Saved data entries

^^^^^^^^

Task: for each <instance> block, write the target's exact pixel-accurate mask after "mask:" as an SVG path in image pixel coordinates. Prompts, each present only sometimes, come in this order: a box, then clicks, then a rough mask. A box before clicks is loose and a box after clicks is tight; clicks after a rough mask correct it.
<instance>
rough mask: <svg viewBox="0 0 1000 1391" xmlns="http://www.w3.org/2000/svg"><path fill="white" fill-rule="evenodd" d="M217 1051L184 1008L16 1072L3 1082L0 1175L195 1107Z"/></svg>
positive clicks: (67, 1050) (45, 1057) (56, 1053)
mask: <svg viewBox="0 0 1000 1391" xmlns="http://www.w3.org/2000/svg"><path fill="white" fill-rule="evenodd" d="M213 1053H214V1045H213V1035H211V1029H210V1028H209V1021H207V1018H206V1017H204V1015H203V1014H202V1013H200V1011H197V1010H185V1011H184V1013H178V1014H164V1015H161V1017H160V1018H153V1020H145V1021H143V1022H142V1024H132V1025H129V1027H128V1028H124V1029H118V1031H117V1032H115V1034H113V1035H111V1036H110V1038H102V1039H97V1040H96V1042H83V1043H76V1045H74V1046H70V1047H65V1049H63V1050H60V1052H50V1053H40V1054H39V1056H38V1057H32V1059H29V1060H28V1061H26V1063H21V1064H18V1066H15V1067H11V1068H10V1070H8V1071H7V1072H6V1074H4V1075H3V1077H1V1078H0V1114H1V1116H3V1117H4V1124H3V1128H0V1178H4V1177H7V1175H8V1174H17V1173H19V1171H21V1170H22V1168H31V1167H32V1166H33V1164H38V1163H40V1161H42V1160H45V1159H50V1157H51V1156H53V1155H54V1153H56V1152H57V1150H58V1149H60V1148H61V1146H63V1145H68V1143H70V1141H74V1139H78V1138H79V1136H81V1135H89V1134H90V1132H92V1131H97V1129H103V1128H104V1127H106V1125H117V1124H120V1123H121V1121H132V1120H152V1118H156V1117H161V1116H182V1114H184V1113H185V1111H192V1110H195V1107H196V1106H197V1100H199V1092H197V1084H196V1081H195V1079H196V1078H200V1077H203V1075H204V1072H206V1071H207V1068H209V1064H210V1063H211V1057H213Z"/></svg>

^^^^^^^^

When answering, write out each of the lines above exactly as given.

Task: for each <instance> block, write the target's exact pixel-accurate mask after "mask:" as an SVG path in image pixel coordinates. Prompts, each present only sometimes, come in this order: a box, then clicks, then a rough mask. A box before clicks is loose and a box after clicks is tight; clicks after a rough mask correct it.
<instance>
rough mask: <svg viewBox="0 0 1000 1391" xmlns="http://www.w3.org/2000/svg"><path fill="white" fill-rule="evenodd" d="M217 1051L184 1008L16 1072L3 1082L0 1175L195 1107Z"/></svg>
positive clicks: (67, 1050) (45, 1057) (56, 1053)
mask: <svg viewBox="0 0 1000 1391" xmlns="http://www.w3.org/2000/svg"><path fill="white" fill-rule="evenodd" d="M213 1053H214V1045H213V1035H211V1029H210V1028H209V1021H207V1018H206V1017H204V1015H203V1014H202V1013H200V1011H197V1010H185V1011H184V1013H178V1014H164V1015H161V1017H160V1018H153V1020H145V1021H143V1022H142V1024H132V1025H129V1027H128V1028H124V1029H118V1031H117V1032H115V1034H113V1035H111V1036H110V1038H102V1039H97V1040H96V1042H83V1043H76V1045H74V1046H70V1047H65V1049H63V1050H60V1052H50V1053H40V1054H39V1056H38V1057H32V1059H29V1060H28V1061H26V1063H21V1064H18V1066H15V1067H11V1068H10V1070H8V1071H7V1072H6V1074H4V1075H3V1077H1V1078H0V1114H1V1116H3V1117H4V1124H3V1128H0V1178H4V1177H7V1175H8V1174H17V1173H19V1171H21V1170H22V1168H31V1167H32V1166H33V1164H38V1163H40V1161H42V1160H45V1159H50V1157H51V1156H53V1155H54V1153H56V1152H57V1150H58V1149H60V1148H61V1146H63V1145H68V1143H70V1141H74V1139H78V1138H79V1136H81V1135H89V1134H90V1132H92V1131H97V1129H103V1128H104V1127H106V1125H117V1124H120V1123H121V1121H132V1120H152V1118H156V1117H161V1116H182V1114H184V1113H185V1111H192V1110H195V1107H196V1106H197V1100H199V1092H197V1084H196V1081H195V1079H196V1078H200V1077H203V1075H204V1072H206V1071H207V1068H209V1064H210V1063H211V1057H213Z"/></svg>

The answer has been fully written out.